EXERCISE AIM: Copy the lines below word for word, starting at the line that contains "of the blurred" and stopping after the last line of the records.

(Records from a data collection)

==========

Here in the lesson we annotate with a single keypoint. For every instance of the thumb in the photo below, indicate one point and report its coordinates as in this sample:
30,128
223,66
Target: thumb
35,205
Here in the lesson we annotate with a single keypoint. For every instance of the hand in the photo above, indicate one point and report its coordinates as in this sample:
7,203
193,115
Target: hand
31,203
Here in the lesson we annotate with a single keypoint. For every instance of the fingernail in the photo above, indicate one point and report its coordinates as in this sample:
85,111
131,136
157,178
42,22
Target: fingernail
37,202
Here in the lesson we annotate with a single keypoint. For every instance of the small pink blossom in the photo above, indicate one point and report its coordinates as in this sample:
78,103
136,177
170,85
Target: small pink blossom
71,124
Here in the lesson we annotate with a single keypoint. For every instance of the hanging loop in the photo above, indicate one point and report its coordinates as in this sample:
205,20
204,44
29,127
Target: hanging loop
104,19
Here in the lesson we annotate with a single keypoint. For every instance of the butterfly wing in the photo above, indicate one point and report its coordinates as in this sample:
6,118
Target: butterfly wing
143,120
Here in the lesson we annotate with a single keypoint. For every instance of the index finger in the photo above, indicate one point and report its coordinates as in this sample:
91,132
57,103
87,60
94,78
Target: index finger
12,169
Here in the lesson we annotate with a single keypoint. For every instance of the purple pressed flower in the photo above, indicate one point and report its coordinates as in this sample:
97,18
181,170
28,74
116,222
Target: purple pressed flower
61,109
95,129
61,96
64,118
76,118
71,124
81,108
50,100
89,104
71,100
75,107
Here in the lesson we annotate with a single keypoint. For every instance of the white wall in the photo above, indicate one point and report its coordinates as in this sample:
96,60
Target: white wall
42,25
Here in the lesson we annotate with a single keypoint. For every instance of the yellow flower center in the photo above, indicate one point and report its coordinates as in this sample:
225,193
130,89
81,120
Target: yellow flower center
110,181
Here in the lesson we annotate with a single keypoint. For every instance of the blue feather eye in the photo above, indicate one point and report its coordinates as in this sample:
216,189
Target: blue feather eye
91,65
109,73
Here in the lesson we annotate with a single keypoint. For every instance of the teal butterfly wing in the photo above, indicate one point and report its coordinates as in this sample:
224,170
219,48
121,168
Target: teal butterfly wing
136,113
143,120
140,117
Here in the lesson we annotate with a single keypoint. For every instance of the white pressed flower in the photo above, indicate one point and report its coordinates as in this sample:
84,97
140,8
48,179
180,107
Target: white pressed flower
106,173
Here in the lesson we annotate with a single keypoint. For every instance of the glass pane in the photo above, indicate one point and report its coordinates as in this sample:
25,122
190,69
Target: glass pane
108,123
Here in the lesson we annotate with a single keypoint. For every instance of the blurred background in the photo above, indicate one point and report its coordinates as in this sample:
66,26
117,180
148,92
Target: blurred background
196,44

==========

EXERCISE OUTPUT:
Here in the lesson we annotate with a single keypoint. For every instance of the blurred background in the photo above, indicate one point and report its coordinates as in this sample:
66,26
117,180
148,92
Target: blurred background
196,44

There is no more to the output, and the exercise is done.